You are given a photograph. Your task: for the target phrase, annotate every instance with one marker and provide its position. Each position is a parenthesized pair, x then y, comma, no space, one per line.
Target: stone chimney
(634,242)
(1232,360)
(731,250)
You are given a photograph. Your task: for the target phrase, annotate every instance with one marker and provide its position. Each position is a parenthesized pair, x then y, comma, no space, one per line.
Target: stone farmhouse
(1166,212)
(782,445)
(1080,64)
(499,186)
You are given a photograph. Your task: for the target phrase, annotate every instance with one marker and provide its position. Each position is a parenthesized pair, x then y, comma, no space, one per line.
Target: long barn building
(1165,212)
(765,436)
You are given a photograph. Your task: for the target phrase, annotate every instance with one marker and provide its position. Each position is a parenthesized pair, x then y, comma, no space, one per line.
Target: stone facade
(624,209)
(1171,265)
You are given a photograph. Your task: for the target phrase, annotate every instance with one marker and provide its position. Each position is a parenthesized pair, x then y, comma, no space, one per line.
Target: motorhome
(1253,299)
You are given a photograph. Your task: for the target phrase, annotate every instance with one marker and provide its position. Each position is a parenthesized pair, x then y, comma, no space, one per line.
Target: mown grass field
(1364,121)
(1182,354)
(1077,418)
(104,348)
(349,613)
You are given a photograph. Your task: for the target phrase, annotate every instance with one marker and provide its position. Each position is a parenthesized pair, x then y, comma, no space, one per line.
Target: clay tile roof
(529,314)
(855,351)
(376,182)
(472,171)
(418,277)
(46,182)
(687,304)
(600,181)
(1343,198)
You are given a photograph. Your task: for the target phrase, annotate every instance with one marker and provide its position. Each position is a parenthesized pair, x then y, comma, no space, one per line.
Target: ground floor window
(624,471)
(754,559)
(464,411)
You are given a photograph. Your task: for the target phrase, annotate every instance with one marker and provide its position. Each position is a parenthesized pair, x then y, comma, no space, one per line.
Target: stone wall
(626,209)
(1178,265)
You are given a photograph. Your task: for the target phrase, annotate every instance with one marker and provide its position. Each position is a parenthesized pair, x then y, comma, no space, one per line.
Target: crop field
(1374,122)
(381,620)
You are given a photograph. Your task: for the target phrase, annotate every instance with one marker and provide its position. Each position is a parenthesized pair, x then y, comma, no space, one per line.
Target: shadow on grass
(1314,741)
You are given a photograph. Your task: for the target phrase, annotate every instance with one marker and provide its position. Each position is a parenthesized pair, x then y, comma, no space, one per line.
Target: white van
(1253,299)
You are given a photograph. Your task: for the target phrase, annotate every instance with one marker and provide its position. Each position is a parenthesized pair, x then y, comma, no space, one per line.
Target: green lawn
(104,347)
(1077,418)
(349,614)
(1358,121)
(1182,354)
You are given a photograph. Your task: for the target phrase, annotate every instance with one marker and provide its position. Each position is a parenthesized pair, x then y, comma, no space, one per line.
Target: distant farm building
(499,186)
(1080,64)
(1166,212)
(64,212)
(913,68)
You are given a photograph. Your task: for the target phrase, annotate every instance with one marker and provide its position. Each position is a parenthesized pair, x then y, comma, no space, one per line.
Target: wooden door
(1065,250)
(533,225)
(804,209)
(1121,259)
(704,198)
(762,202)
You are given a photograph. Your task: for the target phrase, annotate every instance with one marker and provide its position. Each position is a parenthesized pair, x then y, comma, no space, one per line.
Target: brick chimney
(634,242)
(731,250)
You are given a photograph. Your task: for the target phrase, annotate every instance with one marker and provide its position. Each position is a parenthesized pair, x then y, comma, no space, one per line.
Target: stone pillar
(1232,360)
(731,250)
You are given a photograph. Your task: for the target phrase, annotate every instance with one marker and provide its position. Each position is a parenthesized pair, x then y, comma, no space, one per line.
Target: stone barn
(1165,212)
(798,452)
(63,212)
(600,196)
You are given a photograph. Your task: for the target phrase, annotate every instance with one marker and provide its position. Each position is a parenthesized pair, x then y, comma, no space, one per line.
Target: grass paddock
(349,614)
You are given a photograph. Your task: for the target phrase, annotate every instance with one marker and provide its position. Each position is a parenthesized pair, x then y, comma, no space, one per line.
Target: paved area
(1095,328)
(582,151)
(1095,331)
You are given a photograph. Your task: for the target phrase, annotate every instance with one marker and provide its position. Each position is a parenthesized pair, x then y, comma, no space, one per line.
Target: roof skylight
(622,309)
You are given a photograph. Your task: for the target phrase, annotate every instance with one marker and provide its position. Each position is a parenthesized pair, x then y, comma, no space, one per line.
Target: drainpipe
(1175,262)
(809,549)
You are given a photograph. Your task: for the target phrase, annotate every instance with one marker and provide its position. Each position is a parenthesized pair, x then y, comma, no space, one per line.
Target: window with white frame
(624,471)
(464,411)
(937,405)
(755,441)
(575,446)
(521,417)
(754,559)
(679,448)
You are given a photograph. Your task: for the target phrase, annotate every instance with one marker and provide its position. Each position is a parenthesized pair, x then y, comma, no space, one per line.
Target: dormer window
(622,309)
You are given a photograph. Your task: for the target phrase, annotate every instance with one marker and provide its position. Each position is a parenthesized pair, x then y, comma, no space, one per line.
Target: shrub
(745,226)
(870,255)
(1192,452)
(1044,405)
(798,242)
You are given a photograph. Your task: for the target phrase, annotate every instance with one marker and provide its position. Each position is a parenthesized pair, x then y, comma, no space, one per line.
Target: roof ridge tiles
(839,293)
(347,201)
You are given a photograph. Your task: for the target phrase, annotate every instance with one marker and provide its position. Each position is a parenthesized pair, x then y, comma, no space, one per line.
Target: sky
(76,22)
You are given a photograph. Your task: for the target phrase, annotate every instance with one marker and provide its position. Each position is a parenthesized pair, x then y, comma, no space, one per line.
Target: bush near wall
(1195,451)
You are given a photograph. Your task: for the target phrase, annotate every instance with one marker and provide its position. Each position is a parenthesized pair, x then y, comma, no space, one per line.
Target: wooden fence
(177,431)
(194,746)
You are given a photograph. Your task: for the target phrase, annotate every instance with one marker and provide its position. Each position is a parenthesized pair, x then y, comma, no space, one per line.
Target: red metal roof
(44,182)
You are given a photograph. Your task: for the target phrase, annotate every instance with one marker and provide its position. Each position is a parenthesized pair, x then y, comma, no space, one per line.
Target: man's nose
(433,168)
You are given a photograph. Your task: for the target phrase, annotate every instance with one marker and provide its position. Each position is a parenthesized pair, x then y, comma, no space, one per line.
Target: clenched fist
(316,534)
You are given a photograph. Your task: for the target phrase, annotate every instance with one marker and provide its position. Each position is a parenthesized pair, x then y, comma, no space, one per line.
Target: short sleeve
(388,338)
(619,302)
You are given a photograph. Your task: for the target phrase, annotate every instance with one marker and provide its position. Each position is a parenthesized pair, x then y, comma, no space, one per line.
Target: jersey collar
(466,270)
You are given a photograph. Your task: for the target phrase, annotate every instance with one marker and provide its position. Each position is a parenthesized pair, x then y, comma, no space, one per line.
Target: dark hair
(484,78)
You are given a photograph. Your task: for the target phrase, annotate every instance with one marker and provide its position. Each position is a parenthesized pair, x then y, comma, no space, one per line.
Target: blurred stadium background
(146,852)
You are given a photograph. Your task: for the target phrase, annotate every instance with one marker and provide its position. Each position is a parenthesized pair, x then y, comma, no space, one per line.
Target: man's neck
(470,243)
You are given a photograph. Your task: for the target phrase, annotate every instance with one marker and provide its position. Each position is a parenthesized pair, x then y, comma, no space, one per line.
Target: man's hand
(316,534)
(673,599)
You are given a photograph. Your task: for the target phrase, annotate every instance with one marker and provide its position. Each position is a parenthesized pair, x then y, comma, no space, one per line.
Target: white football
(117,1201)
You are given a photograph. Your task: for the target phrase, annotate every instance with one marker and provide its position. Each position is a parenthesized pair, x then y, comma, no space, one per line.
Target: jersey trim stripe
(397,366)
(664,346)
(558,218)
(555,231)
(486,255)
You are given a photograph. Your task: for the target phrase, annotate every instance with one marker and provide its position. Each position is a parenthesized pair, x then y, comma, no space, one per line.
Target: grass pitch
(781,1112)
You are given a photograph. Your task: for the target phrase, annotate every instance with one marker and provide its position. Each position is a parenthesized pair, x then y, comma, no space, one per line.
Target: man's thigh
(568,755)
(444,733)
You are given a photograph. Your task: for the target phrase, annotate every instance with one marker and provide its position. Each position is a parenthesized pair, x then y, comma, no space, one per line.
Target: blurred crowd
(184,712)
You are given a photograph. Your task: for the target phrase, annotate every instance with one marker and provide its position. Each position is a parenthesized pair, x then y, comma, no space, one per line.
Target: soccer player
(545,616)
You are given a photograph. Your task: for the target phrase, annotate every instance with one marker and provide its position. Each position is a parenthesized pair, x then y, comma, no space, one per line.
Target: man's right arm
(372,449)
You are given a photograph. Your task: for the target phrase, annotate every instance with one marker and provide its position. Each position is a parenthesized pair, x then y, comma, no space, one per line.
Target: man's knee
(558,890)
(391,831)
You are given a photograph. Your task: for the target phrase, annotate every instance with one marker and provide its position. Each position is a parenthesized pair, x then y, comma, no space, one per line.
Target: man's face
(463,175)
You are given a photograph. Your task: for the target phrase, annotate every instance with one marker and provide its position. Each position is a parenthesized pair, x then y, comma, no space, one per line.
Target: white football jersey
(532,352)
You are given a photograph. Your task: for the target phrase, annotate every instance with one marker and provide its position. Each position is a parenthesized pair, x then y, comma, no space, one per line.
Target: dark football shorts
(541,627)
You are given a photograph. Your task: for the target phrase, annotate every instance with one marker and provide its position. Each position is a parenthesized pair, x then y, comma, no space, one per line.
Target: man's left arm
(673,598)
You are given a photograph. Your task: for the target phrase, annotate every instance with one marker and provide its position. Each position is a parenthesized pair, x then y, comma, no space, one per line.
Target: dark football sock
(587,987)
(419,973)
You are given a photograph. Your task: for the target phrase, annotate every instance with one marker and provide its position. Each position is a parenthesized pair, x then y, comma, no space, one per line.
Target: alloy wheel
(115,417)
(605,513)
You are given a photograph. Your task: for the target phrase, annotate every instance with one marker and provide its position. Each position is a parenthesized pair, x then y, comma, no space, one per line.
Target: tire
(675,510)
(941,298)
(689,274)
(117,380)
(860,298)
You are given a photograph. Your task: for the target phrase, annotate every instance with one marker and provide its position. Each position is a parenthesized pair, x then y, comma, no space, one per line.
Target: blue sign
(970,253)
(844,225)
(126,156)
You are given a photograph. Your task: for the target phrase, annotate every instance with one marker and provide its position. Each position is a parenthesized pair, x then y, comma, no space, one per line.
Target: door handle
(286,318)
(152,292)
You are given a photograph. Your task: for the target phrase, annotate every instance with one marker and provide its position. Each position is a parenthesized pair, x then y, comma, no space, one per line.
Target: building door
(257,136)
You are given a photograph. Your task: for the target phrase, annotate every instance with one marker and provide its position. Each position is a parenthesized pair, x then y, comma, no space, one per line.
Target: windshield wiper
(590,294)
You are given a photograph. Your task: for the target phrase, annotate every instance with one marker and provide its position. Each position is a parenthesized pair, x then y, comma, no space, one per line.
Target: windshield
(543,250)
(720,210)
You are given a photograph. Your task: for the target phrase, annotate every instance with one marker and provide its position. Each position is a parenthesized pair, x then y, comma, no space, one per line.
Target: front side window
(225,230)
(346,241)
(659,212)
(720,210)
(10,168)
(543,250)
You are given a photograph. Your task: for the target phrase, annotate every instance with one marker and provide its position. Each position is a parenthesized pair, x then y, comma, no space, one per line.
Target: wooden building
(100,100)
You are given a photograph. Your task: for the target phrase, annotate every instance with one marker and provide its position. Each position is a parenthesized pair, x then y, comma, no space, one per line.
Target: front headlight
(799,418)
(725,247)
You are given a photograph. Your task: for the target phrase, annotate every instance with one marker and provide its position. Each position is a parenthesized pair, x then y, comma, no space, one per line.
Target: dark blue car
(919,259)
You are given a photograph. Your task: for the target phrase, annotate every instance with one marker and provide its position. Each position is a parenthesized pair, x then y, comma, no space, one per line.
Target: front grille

------------------------------

◆ Goal of the exercise ◆
Exact retyping is required: the line with "Target: dark blue car" through the end of the data, both ends included, and no other line.

◆ Finished task ◆
Target: dark blue car
(919,259)
You are given a photograph. Your task: for the target phrase, annotate every instance with one marker and provide its position. Each position is a parenthesized pair, x then y, comma, no space, one per line.
Target: front grille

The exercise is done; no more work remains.